Gather every line below that contains the word "outlines", and copy each one in full.

Excerpts from annotation records
** begin **
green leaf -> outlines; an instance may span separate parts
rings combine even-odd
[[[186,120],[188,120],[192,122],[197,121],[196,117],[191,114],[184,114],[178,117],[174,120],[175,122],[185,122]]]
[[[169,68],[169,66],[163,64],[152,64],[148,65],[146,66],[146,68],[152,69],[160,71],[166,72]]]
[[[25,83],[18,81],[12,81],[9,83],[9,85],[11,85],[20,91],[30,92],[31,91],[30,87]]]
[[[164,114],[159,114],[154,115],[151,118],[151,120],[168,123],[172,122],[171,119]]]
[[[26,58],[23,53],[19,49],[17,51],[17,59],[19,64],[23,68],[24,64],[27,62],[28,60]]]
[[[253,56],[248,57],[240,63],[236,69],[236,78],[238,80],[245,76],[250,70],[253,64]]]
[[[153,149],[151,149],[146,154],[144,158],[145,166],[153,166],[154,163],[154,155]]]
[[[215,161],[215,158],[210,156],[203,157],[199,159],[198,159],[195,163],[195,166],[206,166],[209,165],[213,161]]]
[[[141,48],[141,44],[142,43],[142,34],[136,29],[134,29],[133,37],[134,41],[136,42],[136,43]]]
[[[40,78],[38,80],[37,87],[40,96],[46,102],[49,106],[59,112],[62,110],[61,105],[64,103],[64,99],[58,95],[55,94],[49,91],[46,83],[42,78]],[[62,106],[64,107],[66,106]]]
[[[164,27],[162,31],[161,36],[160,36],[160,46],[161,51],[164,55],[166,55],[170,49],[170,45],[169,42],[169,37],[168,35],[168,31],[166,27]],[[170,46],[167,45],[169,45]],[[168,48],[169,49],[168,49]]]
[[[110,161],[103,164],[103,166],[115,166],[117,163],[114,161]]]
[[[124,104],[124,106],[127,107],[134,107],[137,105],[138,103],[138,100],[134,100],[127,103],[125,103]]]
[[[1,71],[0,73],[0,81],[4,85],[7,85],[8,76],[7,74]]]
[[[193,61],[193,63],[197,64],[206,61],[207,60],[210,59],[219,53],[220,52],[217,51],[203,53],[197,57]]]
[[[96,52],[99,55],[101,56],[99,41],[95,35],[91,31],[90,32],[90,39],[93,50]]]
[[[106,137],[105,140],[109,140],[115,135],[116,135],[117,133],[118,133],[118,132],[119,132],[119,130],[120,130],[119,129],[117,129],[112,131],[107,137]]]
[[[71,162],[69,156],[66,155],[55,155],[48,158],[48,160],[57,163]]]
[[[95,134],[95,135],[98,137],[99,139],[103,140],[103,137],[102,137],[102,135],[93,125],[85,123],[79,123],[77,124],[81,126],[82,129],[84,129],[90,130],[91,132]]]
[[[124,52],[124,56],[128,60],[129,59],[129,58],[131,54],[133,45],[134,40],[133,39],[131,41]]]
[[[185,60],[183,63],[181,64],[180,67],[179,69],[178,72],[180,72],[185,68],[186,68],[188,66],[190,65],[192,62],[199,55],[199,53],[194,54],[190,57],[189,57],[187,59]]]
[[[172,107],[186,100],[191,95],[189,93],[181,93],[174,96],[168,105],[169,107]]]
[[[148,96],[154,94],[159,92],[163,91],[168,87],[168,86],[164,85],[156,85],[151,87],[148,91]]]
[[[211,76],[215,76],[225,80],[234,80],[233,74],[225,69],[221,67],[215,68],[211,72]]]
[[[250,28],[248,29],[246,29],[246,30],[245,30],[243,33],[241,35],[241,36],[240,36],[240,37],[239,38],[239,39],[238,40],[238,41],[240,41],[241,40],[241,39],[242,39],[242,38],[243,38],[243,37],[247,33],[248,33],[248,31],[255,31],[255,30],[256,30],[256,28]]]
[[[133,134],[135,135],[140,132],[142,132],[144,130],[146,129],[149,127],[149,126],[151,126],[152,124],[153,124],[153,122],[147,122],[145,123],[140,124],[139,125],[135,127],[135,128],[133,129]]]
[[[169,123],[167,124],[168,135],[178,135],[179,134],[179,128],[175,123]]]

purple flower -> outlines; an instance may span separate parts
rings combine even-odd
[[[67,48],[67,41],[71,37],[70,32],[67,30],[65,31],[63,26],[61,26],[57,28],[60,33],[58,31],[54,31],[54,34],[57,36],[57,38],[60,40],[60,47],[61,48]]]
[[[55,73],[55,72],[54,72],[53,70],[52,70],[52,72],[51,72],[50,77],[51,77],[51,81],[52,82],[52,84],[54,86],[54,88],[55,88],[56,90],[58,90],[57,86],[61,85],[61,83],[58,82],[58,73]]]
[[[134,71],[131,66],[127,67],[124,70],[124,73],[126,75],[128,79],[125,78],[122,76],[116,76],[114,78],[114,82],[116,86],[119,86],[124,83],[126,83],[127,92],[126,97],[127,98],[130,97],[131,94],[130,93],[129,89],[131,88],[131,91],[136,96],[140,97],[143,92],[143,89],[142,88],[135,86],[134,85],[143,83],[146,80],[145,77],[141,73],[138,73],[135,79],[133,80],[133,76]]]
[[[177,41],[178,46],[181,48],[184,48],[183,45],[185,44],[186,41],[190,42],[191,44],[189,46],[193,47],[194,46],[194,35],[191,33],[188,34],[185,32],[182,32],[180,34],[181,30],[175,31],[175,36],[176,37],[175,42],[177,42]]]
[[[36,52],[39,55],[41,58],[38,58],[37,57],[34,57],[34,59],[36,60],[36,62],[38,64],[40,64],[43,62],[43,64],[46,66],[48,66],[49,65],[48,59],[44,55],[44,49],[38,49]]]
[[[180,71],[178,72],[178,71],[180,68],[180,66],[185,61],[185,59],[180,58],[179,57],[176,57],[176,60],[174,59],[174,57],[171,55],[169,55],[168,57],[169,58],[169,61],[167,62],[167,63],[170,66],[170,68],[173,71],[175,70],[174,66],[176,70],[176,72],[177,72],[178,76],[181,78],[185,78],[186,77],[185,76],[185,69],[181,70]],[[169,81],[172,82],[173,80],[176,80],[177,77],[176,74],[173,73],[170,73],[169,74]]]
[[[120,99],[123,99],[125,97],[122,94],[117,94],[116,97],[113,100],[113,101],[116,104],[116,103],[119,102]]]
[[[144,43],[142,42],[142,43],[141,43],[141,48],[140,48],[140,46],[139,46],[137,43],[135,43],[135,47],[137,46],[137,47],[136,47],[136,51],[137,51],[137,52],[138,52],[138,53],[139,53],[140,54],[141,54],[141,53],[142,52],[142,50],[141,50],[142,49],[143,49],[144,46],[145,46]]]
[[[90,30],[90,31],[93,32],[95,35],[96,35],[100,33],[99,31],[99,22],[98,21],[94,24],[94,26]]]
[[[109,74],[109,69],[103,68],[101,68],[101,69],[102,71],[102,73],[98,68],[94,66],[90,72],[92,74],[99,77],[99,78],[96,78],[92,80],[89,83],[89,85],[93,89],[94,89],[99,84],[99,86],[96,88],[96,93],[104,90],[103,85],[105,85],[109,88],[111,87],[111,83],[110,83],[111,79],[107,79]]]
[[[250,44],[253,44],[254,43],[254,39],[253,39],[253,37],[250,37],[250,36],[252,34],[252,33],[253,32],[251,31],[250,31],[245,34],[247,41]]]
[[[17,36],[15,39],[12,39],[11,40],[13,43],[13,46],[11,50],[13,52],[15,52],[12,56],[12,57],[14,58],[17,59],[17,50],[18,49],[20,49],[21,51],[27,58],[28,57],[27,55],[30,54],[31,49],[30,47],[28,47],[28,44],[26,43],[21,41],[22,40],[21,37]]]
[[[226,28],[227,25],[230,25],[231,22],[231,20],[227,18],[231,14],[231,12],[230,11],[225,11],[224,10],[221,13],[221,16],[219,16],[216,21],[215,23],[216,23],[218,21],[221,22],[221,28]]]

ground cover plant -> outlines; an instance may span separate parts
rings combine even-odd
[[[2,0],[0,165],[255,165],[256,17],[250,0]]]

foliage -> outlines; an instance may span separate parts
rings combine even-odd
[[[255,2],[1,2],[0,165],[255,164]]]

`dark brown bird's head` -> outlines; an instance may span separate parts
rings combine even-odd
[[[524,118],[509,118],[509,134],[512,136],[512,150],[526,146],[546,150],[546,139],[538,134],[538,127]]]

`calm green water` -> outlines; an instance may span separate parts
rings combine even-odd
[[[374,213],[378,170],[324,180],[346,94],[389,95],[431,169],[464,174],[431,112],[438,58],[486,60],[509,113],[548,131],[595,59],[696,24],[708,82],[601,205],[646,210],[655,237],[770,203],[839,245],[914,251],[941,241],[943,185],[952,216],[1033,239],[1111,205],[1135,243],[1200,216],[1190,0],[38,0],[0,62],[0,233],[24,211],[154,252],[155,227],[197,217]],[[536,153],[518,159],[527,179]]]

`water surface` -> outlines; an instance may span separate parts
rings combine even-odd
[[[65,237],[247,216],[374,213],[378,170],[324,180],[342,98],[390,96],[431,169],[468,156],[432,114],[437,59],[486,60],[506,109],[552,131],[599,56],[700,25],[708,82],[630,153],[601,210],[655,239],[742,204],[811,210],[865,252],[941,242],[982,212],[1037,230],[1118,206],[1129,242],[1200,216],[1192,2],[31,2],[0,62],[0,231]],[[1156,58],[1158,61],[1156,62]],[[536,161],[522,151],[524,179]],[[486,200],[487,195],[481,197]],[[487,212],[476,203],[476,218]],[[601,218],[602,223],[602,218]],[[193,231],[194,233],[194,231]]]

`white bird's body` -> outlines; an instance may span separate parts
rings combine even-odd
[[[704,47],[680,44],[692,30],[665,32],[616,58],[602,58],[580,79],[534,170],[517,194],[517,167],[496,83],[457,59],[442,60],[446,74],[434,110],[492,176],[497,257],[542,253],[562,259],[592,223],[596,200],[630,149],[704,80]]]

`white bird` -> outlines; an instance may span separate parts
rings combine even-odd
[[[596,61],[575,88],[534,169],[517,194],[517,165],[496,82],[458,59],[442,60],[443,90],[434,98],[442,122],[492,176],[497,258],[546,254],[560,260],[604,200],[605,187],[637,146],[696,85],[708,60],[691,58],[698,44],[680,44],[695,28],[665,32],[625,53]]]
** end **
RESULT =>
green leaf -> outlines; an instance may span separate parts
purple flower -> outlines; an instance may span separate parts
ground cover plant -> outlines; an instance may span separate parts
foliage -> outlines; an instance may span separate parts
`dark brown bird's head` -> outlines; an instance may span separate parts
`calm green water` -> outlines; an instance may span separate parts
`water surface` -> outlines; an instance may span separate parts
`white bird's body` -> outlines; an instance may span separate parts
`white bird` -> outlines; an instance may span separate parts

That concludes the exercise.